### Texte de lecture
Thomas Laqueur

historien de la médecine et de la sexualité

Thomas W. Laqueur, né le , est un historien de la médecine, de la sexualité et du genre de nationalité américaine.

Thomas Laqueur lors d'une communication au Blinken Open Society Archives, à Budapest (Hongrie), en 2016.

La fabrique du sexe, 1992 (Making sex: body and gender, from the greeks to Freud, 1990) modifier

Ce livre porte donc sur la formation non pas du genre, mais du sexe. Mon propos n'est pas de nier la réalité du sexe ni du dimorphisme sexuel en tant que processus évolutif. Mais j'entends montrer, en m'appuyant sur des données historiques, que presque tout ce qu'on l'on peut vouloir dire sur le sexe - de quelque façon qu'on le comprenne - contient déjà une affirmation sur le genre.


En vérité, si le structuralisme nous a appris quelque chose, c'est bien que les humains imposent leur sentiment d'opposition à un monde de nuances continues de différences et de similitudes.


Aristote, que préoccupa terriblement la sexualité des hommes et des femmes libres, ne reconnaissait point de sexe parmi les esclaves. Pour Aristote, les esclaves n'ont pas de sexe parce que leur genre est politiquement insignifiant.

Données de localisation de points:
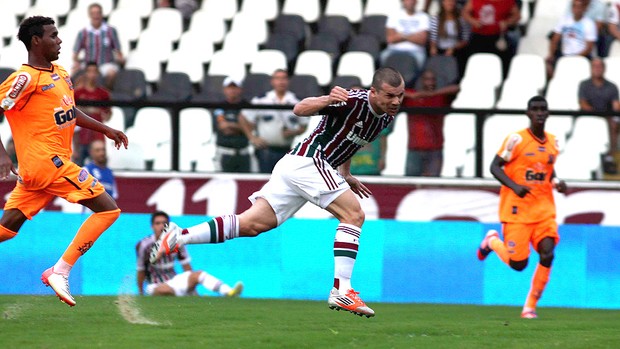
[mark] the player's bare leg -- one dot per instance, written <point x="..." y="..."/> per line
<point x="348" y="211"/>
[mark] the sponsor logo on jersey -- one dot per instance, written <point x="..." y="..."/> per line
<point x="68" y="81"/>
<point x="66" y="101"/>
<point x="83" y="176"/>
<point x="356" y="139"/>
<point x="20" y="82"/>
<point x="47" y="87"/>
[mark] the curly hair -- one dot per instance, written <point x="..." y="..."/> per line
<point x="32" y="26"/>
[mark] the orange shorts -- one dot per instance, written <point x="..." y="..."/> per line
<point x="518" y="236"/>
<point x="74" y="184"/>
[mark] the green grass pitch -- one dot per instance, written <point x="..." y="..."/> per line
<point x="210" y="322"/>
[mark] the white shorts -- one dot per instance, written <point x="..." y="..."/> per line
<point x="296" y="180"/>
<point x="179" y="284"/>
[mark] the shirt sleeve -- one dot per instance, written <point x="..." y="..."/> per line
<point x="16" y="90"/>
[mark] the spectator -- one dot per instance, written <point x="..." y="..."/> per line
<point x="90" y="90"/>
<point x="161" y="278"/>
<point x="490" y="20"/>
<point x="596" y="10"/>
<point x="100" y="44"/>
<point x="407" y="31"/>
<point x="98" y="167"/>
<point x="600" y="95"/>
<point x="449" y="33"/>
<point x="613" y="23"/>
<point x="425" y="149"/>
<point x="459" y="5"/>
<point x="271" y="132"/>
<point x="575" y="33"/>
<point x="232" y="153"/>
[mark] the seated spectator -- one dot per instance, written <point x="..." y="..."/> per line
<point x="601" y="95"/>
<point x="459" y="5"/>
<point x="449" y="32"/>
<point x="490" y="21"/>
<point x="425" y="149"/>
<point x="575" y="33"/>
<point x="407" y="31"/>
<point x="370" y="159"/>
<point x="271" y="132"/>
<point x="596" y="10"/>
<point x="232" y="151"/>
<point x="100" y="44"/>
<point x="90" y="90"/>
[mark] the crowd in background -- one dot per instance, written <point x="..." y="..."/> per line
<point x="452" y="28"/>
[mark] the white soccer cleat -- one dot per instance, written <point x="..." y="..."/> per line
<point x="167" y="243"/>
<point x="349" y="301"/>
<point x="60" y="284"/>
<point x="236" y="290"/>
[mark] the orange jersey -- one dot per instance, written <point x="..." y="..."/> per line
<point x="529" y="162"/>
<point x="39" y="106"/>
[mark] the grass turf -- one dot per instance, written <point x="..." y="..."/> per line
<point x="210" y="322"/>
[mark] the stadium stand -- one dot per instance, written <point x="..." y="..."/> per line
<point x="314" y="40"/>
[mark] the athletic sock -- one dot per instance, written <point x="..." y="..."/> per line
<point x="215" y="231"/>
<point x="6" y="233"/>
<point x="539" y="281"/>
<point x="346" y="245"/>
<point x="498" y="246"/>
<point x="86" y="236"/>
<point x="212" y="283"/>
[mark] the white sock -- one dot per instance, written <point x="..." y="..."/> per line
<point x="62" y="267"/>
<point x="217" y="230"/>
<point x="346" y="245"/>
<point x="210" y="282"/>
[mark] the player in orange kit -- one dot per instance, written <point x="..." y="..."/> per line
<point x="525" y="167"/>
<point x="38" y="102"/>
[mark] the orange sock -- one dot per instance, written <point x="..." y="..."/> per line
<point x="539" y="281"/>
<point x="497" y="245"/>
<point x="88" y="233"/>
<point x="6" y="234"/>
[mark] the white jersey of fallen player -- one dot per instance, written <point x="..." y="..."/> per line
<point x="163" y="269"/>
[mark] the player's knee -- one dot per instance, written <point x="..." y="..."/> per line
<point x="518" y="265"/>
<point x="6" y="234"/>
<point x="546" y="259"/>
<point x="355" y="217"/>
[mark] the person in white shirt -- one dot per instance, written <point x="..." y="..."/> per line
<point x="271" y="132"/>
<point x="576" y="33"/>
<point x="407" y="31"/>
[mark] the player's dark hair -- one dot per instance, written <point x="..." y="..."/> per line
<point x="159" y="214"/>
<point x="94" y="4"/>
<point x="386" y="75"/>
<point x="32" y="26"/>
<point x="535" y="99"/>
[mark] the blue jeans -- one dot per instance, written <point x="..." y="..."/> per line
<point x="425" y="163"/>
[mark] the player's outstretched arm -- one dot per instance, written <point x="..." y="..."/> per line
<point x="311" y="105"/>
<point x="6" y="165"/>
<point x="117" y="136"/>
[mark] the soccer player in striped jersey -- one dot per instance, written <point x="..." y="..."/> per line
<point x="315" y="170"/>
<point x="160" y="277"/>
<point x="525" y="167"/>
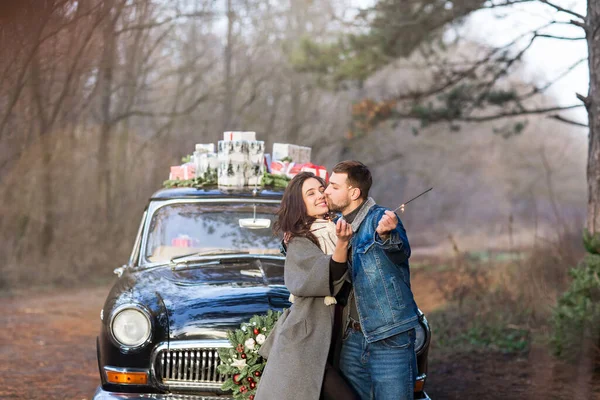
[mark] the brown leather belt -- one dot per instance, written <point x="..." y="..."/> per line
<point x="355" y="325"/>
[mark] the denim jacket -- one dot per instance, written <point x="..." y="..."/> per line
<point x="381" y="276"/>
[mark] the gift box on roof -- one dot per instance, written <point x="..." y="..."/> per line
<point x="231" y="173"/>
<point x="239" y="135"/>
<point x="279" y="167"/>
<point x="205" y="147"/>
<point x="294" y="169"/>
<point x="318" y="170"/>
<point x="182" y="172"/>
<point x="297" y="154"/>
<point x="304" y="154"/>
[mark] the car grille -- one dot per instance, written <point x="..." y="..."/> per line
<point x="189" y="365"/>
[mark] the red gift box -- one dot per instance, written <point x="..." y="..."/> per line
<point x="184" y="172"/>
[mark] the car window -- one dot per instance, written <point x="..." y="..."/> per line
<point x="185" y="228"/>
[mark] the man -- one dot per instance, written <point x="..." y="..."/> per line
<point x="377" y="355"/>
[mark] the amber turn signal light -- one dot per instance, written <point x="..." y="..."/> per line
<point x="127" y="378"/>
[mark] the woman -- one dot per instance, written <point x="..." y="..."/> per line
<point x="315" y="269"/>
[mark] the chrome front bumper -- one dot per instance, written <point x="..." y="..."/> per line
<point x="104" y="395"/>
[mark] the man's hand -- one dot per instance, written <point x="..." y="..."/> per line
<point x="386" y="224"/>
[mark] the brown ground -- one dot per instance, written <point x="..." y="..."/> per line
<point x="47" y="351"/>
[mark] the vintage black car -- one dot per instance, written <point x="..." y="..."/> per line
<point x="203" y="262"/>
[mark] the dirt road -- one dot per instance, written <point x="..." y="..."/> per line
<point x="47" y="351"/>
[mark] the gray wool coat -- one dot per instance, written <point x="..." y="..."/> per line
<point x="297" y="347"/>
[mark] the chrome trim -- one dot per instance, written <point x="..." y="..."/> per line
<point x="101" y="394"/>
<point x="138" y="239"/>
<point x="130" y="349"/>
<point x="177" y="355"/>
<point x="125" y="370"/>
<point x="155" y="205"/>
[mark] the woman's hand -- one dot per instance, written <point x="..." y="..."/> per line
<point x="343" y="231"/>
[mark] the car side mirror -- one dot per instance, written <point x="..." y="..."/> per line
<point x="119" y="271"/>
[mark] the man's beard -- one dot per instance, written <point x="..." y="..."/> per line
<point x="336" y="207"/>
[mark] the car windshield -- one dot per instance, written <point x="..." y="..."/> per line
<point x="182" y="229"/>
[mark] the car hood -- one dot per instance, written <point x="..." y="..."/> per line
<point x="204" y="300"/>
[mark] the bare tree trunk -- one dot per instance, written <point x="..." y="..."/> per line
<point x="593" y="108"/>
<point x="228" y="101"/>
<point x="46" y="149"/>
<point x="106" y="76"/>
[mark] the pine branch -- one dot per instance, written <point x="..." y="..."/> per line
<point x="561" y="9"/>
<point x="524" y="111"/>
<point x="560" y="37"/>
<point x="567" y="120"/>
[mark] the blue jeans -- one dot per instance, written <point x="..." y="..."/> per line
<point x="382" y="370"/>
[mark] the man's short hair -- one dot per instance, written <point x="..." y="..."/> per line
<point x="359" y="175"/>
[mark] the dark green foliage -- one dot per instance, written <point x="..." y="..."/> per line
<point x="576" y="318"/>
<point x="255" y="331"/>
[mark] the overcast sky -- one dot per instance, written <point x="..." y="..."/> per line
<point x="548" y="58"/>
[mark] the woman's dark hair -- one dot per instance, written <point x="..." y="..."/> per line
<point x="293" y="219"/>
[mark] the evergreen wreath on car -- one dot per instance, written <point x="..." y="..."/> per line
<point x="241" y="363"/>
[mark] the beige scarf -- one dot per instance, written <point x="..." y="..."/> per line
<point x="324" y="231"/>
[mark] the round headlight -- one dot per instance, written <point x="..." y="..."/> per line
<point x="420" y="338"/>
<point x="131" y="327"/>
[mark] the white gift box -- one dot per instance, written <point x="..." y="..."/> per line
<point x="256" y="151"/>
<point x="205" y="147"/>
<point x="239" y="135"/>
<point x="231" y="173"/>
<point x="304" y="154"/>
<point x="254" y="173"/>
<point x="207" y="162"/>
<point x="283" y="150"/>
<point x="234" y="150"/>
<point x="298" y="154"/>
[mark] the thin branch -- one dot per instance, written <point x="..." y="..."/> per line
<point x="580" y="24"/>
<point x="560" y="37"/>
<point x="586" y="100"/>
<point x="518" y="113"/>
<point x="156" y="24"/>
<point x="568" y="121"/>
<point x="542" y="89"/>
<point x="559" y="8"/>
<point x="150" y="114"/>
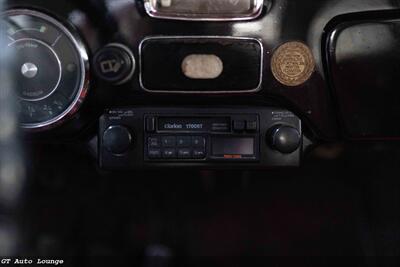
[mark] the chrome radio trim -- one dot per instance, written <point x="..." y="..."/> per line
<point x="254" y="90"/>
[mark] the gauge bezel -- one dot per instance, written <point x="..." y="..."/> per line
<point x="83" y="55"/>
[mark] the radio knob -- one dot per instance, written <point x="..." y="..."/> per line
<point x="285" y="139"/>
<point x="117" y="139"/>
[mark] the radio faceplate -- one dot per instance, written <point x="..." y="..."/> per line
<point x="185" y="137"/>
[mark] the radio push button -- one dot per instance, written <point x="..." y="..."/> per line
<point x="199" y="153"/>
<point x="154" y="142"/>
<point x="168" y="141"/>
<point x="154" y="153"/>
<point x="169" y="153"/>
<point x="184" y="153"/>
<point x="239" y="125"/>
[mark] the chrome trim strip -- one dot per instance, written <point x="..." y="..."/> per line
<point x="152" y="12"/>
<point x="84" y="65"/>
<point x="257" y="89"/>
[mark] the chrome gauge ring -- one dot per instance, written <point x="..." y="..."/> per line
<point x="49" y="65"/>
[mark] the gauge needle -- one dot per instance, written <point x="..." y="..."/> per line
<point x="58" y="38"/>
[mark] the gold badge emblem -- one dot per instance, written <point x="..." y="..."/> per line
<point x="293" y="63"/>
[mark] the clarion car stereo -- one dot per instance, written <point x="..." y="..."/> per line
<point x="217" y="137"/>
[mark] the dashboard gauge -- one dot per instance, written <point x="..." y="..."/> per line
<point x="204" y="9"/>
<point x="49" y="67"/>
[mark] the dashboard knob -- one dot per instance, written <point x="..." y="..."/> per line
<point x="114" y="63"/>
<point x="117" y="139"/>
<point x="285" y="139"/>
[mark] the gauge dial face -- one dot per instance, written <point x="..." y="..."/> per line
<point x="48" y="66"/>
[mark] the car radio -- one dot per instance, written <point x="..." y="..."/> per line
<point x="225" y="137"/>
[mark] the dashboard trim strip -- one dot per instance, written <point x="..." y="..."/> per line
<point x="84" y="62"/>
<point x="254" y="90"/>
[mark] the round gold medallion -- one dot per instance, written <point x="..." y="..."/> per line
<point x="293" y="64"/>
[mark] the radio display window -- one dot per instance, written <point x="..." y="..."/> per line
<point x="199" y="124"/>
<point x="243" y="146"/>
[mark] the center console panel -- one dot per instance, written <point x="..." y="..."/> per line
<point x="206" y="137"/>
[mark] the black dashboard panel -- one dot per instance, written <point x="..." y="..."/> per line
<point x="364" y="66"/>
<point x="100" y="23"/>
<point x="161" y="64"/>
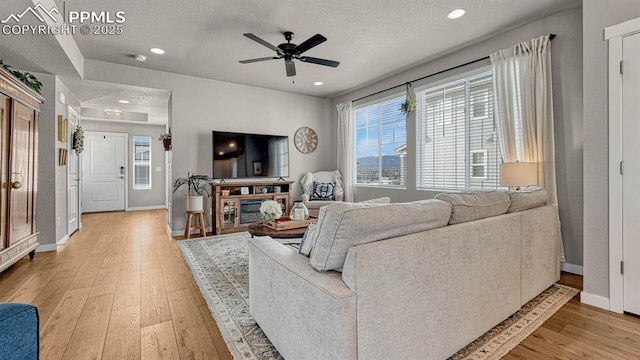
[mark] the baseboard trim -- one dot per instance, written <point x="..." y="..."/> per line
<point x="142" y="208"/>
<point x="63" y="240"/>
<point x="47" y="247"/>
<point x="572" y="268"/>
<point x="594" y="300"/>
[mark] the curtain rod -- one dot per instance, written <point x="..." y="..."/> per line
<point x="551" y="37"/>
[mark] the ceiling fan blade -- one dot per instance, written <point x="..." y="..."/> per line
<point x="291" y="67"/>
<point x="249" y="61"/>
<point x="324" y="62"/>
<point x="311" y="42"/>
<point x="263" y="42"/>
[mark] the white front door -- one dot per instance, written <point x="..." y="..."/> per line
<point x="631" y="177"/>
<point x="104" y="172"/>
<point x="73" y="180"/>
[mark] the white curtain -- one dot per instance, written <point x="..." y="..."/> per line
<point x="524" y="107"/>
<point x="346" y="149"/>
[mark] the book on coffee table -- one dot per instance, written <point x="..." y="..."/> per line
<point x="289" y="224"/>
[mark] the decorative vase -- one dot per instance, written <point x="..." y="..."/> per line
<point x="194" y="203"/>
<point x="299" y="211"/>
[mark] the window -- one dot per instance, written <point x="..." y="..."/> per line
<point x="141" y="162"/>
<point x="479" y="164"/>
<point x="381" y="136"/>
<point x="457" y="144"/>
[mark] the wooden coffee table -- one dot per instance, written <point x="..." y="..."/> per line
<point x="258" y="229"/>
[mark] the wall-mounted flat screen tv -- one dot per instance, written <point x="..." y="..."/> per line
<point x="239" y="155"/>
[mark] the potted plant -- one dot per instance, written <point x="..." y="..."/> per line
<point x="26" y="77"/>
<point x="197" y="187"/>
<point x="166" y="141"/>
<point x="78" y="140"/>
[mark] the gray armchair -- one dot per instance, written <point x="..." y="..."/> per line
<point x="321" y="177"/>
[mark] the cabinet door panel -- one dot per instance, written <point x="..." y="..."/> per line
<point x="22" y="169"/>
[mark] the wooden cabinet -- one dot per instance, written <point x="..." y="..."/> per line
<point x="236" y="205"/>
<point x="19" y="110"/>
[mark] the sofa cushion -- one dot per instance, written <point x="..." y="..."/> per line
<point x="527" y="198"/>
<point x="341" y="226"/>
<point x="469" y="206"/>
<point x="323" y="191"/>
<point x="310" y="236"/>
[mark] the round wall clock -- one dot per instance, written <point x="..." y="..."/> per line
<point x="306" y="140"/>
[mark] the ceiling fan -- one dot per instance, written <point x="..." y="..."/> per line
<point x="289" y="52"/>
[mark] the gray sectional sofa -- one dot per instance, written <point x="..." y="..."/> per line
<point x="405" y="281"/>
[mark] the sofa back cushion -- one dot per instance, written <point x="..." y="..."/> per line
<point x="469" y="206"/>
<point x="342" y="225"/>
<point x="311" y="235"/>
<point x="527" y="198"/>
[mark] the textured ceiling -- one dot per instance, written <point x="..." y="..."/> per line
<point x="99" y="95"/>
<point x="371" y="38"/>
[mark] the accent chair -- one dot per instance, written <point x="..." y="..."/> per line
<point x="312" y="196"/>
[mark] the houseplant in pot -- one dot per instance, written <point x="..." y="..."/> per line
<point x="197" y="187"/>
<point x="166" y="141"/>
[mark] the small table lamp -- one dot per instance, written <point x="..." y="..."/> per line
<point x="519" y="174"/>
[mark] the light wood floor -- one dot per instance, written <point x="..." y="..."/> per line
<point x="120" y="289"/>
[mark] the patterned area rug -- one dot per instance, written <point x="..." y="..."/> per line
<point x="220" y="266"/>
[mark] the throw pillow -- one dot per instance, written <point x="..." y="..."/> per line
<point x="527" y="198"/>
<point x="306" y="250"/>
<point x="323" y="191"/>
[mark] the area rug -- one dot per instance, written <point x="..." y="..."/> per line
<point x="219" y="265"/>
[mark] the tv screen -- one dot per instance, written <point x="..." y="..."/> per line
<point x="238" y="155"/>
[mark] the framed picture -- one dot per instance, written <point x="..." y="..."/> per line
<point x="62" y="157"/>
<point x="257" y="168"/>
<point x="63" y="128"/>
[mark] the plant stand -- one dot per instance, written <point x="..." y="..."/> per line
<point x="200" y="226"/>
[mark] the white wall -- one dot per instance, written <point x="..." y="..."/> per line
<point x="598" y="14"/>
<point x="154" y="197"/>
<point x="47" y="163"/>
<point x="51" y="201"/>
<point x="199" y="106"/>
<point x="61" y="171"/>
<point x="567" y="87"/>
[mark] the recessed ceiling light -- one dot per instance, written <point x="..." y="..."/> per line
<point x="455" y="14"/>
<point x="113" y="112"/>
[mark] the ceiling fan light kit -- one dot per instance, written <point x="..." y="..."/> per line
<point x="290" y="52"/>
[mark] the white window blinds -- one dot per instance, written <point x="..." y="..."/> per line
<point x="381" y="136"/>
<point x="141" y="162"/>
<point x="456" y="140"/>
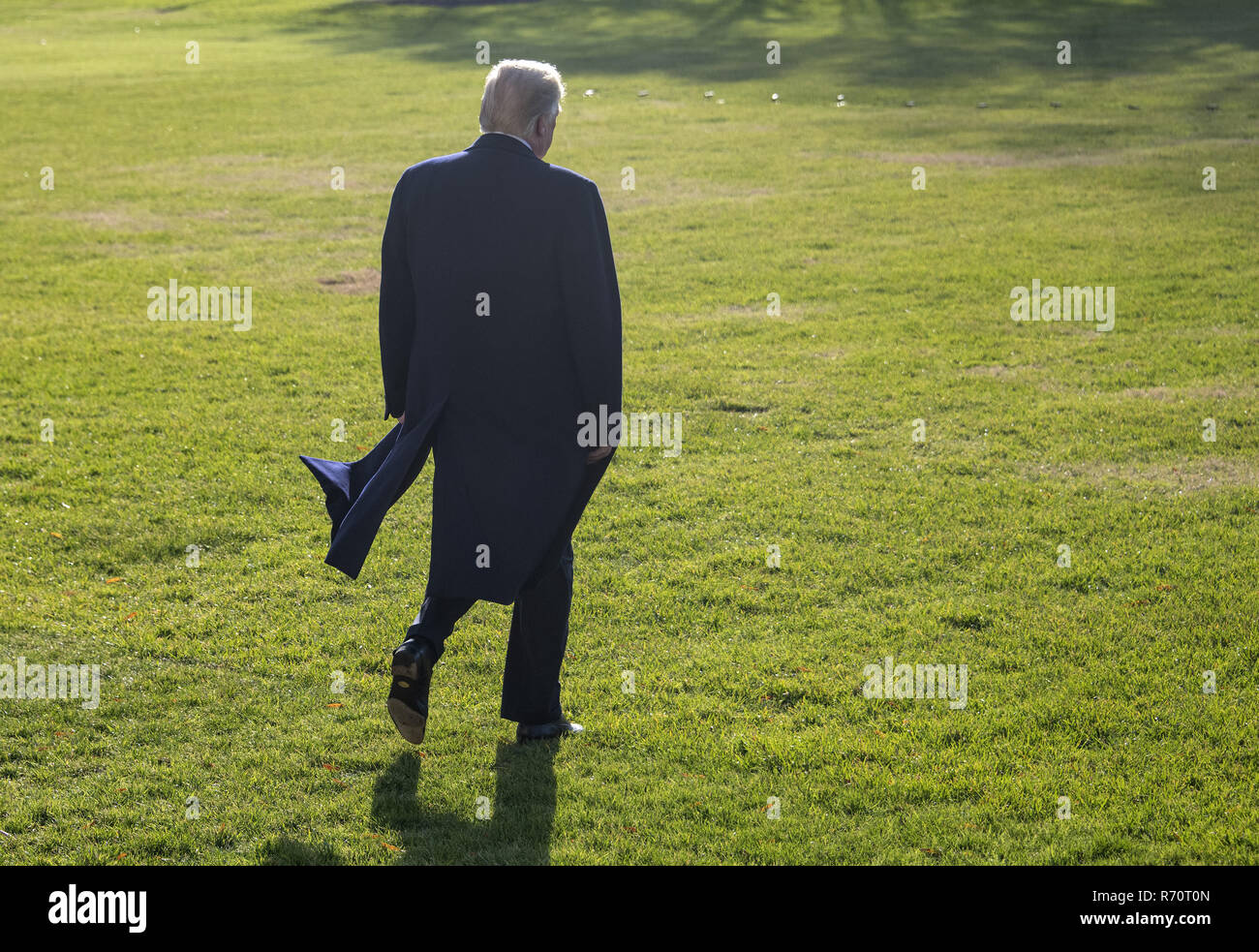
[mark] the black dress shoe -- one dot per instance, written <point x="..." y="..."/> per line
<point x="408" y="695"/>
<point x="545" y="732"/>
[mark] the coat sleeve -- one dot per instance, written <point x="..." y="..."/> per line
<point x="397" y="305"/>
<point x="592" y="302"/>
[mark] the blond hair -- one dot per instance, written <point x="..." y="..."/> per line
<point x="516" y="93"/>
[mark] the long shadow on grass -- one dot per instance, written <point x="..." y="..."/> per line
<point x="517" y="833"/>
<point x="864" y="43"/>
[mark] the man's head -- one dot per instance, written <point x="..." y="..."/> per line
<point x="521" y="97"/>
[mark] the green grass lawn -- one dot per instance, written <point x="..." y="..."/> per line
<point x="748" y="737"/>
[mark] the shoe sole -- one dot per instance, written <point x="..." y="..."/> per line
<point x="408" y="721"/>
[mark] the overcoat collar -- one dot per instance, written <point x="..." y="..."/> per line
<point x="495" y="139"/>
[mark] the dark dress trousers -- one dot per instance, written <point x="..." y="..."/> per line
<point x="500" y="325"/>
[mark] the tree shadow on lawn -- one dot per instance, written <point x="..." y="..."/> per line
<point x="865" y="43"/>
<point x="517" y="833"/>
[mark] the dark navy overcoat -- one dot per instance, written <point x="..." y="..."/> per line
<point x="500" y="325"/>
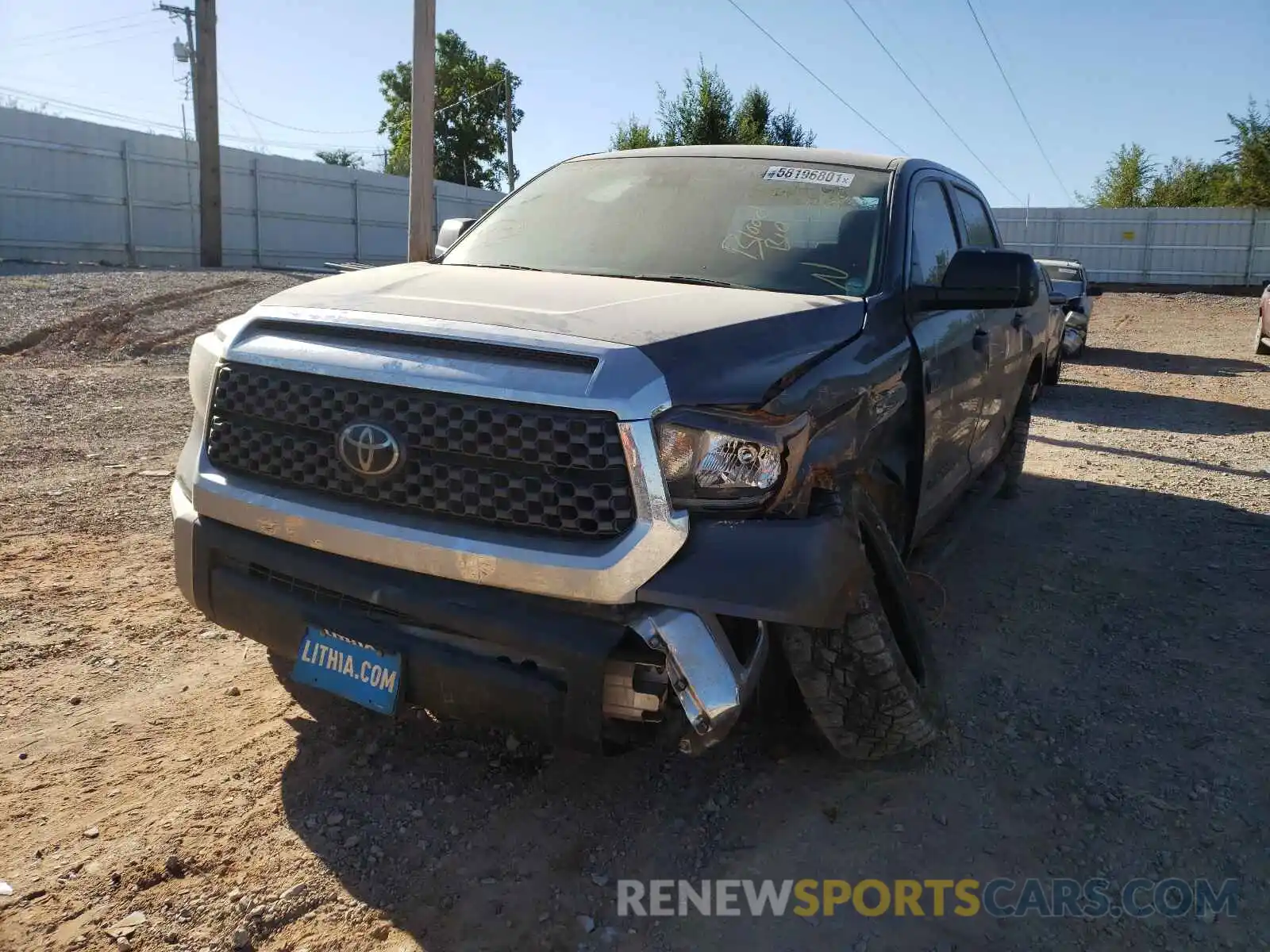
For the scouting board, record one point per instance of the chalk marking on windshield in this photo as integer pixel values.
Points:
(819, 177)
(838, 279)
(749, 240)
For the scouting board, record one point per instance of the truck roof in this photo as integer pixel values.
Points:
(798, 154)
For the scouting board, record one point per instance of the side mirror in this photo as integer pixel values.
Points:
(451, 230)
(982, 278)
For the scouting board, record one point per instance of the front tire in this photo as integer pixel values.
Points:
(1053, 371)
(872, 685)
(1015, 452)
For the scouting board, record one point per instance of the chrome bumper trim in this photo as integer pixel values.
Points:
(706, 677)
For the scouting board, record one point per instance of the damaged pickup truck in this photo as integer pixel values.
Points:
(654, 419)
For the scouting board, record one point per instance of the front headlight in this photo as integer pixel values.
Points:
(206, 355)
(723, 460)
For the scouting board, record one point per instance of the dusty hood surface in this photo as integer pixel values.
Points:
(715, 346)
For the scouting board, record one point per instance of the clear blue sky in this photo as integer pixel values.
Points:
(1091, 74)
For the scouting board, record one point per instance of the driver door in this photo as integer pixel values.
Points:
(952, 346)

### Mise en pratique
A - D'après le texte sur Thomas Laqueur, pourquoi Aristote considérait-il que les esclaves n'ont pas de sexe ?
B - Transcrivez le passage du texte sur Thomas Laqueur qui s'ouvre sur les mots « Thomas W. Laqueur, né » et se clôt sur « (Hongrie), en 2016. ».
Ces données n'ont aucun rapport avec le texte.

### Réponses numérotées
A - Parce que leur genre est politiquement insignifiant.

B -
Thomas W. Laqueur, né le , est un historien de la médecine, de la sexualité et du genre de nationalité américaine.

Thomas Laqueur lors d'une communication au Blinken Open Society Archives, à Budapest (Hongrie), en 2016.